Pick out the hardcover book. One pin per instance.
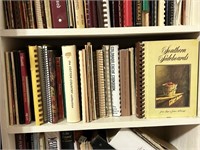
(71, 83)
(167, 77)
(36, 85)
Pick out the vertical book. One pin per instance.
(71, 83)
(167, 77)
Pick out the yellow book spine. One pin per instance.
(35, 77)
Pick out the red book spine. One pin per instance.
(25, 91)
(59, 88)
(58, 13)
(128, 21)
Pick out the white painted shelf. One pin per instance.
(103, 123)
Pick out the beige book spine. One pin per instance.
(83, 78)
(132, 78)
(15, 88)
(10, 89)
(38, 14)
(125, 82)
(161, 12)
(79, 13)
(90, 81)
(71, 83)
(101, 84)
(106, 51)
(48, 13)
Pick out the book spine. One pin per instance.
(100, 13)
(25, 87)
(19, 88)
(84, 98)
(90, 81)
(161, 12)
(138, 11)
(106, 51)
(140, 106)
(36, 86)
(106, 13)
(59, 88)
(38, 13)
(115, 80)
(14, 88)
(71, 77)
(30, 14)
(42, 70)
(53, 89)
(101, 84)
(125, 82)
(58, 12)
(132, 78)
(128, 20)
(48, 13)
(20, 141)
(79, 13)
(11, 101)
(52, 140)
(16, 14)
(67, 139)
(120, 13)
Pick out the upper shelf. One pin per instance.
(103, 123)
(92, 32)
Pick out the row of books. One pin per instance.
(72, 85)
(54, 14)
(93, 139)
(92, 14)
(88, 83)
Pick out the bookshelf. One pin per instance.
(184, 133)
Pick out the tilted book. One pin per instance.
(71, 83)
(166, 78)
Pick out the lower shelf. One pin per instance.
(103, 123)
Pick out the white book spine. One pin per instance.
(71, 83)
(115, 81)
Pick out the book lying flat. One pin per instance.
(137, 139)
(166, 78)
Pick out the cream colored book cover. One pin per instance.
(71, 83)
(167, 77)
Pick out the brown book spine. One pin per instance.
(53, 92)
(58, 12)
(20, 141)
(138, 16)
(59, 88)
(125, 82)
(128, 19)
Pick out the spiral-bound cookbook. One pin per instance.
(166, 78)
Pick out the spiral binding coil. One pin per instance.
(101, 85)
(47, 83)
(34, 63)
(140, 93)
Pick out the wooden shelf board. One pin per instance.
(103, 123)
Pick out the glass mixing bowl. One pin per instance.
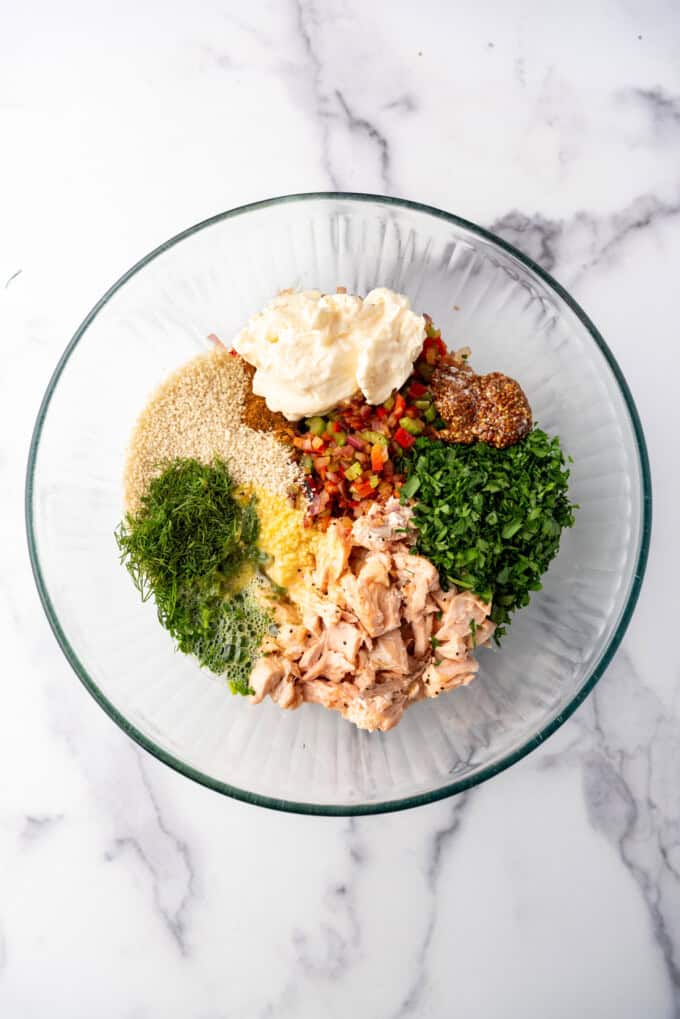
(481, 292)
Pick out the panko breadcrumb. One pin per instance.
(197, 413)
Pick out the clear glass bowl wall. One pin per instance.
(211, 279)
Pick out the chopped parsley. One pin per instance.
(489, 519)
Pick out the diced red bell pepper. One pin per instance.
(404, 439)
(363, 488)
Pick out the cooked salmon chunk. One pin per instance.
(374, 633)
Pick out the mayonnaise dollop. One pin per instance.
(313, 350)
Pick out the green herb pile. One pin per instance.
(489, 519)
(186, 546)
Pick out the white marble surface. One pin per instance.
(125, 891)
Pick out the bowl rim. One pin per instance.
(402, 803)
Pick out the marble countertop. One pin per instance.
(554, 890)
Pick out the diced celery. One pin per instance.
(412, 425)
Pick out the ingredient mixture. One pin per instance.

= = = =

ASSIGNMENT – Print all the material above verbatim and omit its pictures.

PROBLEM SOLUTION –
Pick out the hardcover book. One pin per instance.
(71, 83)
(167, 77)
(36, 85)
Pick out the vertical book. One pin per instance.
(71, 83)
(167, 77)
Pick out the yellow book spine. One pin per instance.
(35, 77)
Pick out the red book spine. One pin per instance.
(25, 91)
(59, 88)
(58, 13)
(128, 21)
Pick out the white painted shelf. One pin per instance.
(103, 123)
Pick out the beige book spine. One pin per instance.
(83, 78)
(132, 78)
(15, 88)
(10, 89)
(38, 14)
(125, 82)
(161, 12)
(79, 13)
(90, 81)
(71, 83)
(101, 84)
(106, 51)
(48, 13)
Pick out the book spine. One pin per instance.
(100, 13)
(25, 87)
(19, 88)
(84, 98)
(90, 81)
(161, 12)
(138, 11)
(106, 51)
(140, 106)
(36, 86)
(106, 13)
(59, 88)
(38, 13)
(115, 80)
(14, 88)
(71, 77)
(30, 14)
(42, 70)
(53, 89)
(101, 84)
(125, 82)
(58, 12)
(132, 78)
(128, 20)
(48, 13)
(20, 141)
(79, 13)
(11, 101)
(52, 140)
(16, 14)
(67, 139)
(120, 13)
Pick out the upper shelf. One pin per instance.
(103, 123)
(92, 32)
Pick out the row of books. One pin per instance.
(72, 85)
(54, 14)
(93, 139)
(92, 14)
(88, 83)
Pick out the bookshelf. One pin per instance.
(184, 133)
Pick out the tilted book. One pin per instance.
(71, 83)
(166, 78)
Pick out the lower shelf. One pin per instance.
(103, 123)
Pick out the white book spine. One pin per instance.
(71, 83)
(115, 81)
Pick out the book lying flat. One pin per instance.
(137, 139)
(166, 78)
Pick out the cream colored book cover. One pin per instance.
(71, 83)
(167, 77)
Pick out the brown book spine. One pin per instance.
(53, 92)
(58, 12)
(20, 141)
(138, 16)
(59, 88)
(125, 82)
(128, 19)
Pick out the spiral-bound cookbook. One pin per instance.
(166, 78)
Pick out the spiral binding coil. One pin per instance.
(101, 85)
(47, 83)
(34, 63)
(140, 93)
Pick out the wooden shelf board. One pin per instance.
(103, 123)
Pick out the glass mixing bowl. One pin per instance.
(481, 292)
Pick out the panko breadcrumb. One pin per instance.
(197, 413)
Pick out the clear glass bowl wall. One pin per instance.
(211, 279)
Pick out the chopped parsley. One pin per instance.
(489, 519)
Pick out the diced red bell pepper. One pin per instance.
(404, 439)
(363, 488)
Pick out the cooked salmon chunk. One pin per instance.
(374, 633)
Pick out the mayonnaise dollop. One pin per instance.
(313, 350)
Pick out the green herb pile. One pin per instance.
(489, 519)
(186, 546)
Pick out the white marble surface. One pin per instance.
(125, 891)
Pick out the bowl rim. One pin per instance.
(402, 803)
Pick out the marble countertop. One pin per instance.
(554, 890)
Pick out the diced celery. One pin per instance.
(412, 425)
Pick out the ingredient mixture. One pin per instance.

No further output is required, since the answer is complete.